#### EXERCISE BRIEF:
Render every line of the entries below as a JSON list of strings, with one string per line and blank lines left out.

#### STORED ROWS:
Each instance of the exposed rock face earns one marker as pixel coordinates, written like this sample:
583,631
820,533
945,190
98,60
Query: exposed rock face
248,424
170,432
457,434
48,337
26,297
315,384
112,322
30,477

#### SOLUTION TO THIS TASK:
[
  "Each instance of the exposed rock face earns one marker as pixel coordinates, written like this sample:",
  "583,631",
  "820,533",
  "945,190",
  "98,60",
  "Query: exposed rock face",
  "248,424",
  "170,432",
  "457,434",
  "48,337",
  "26,297",
  "315,384",
  "112,322",
  "30,477"
]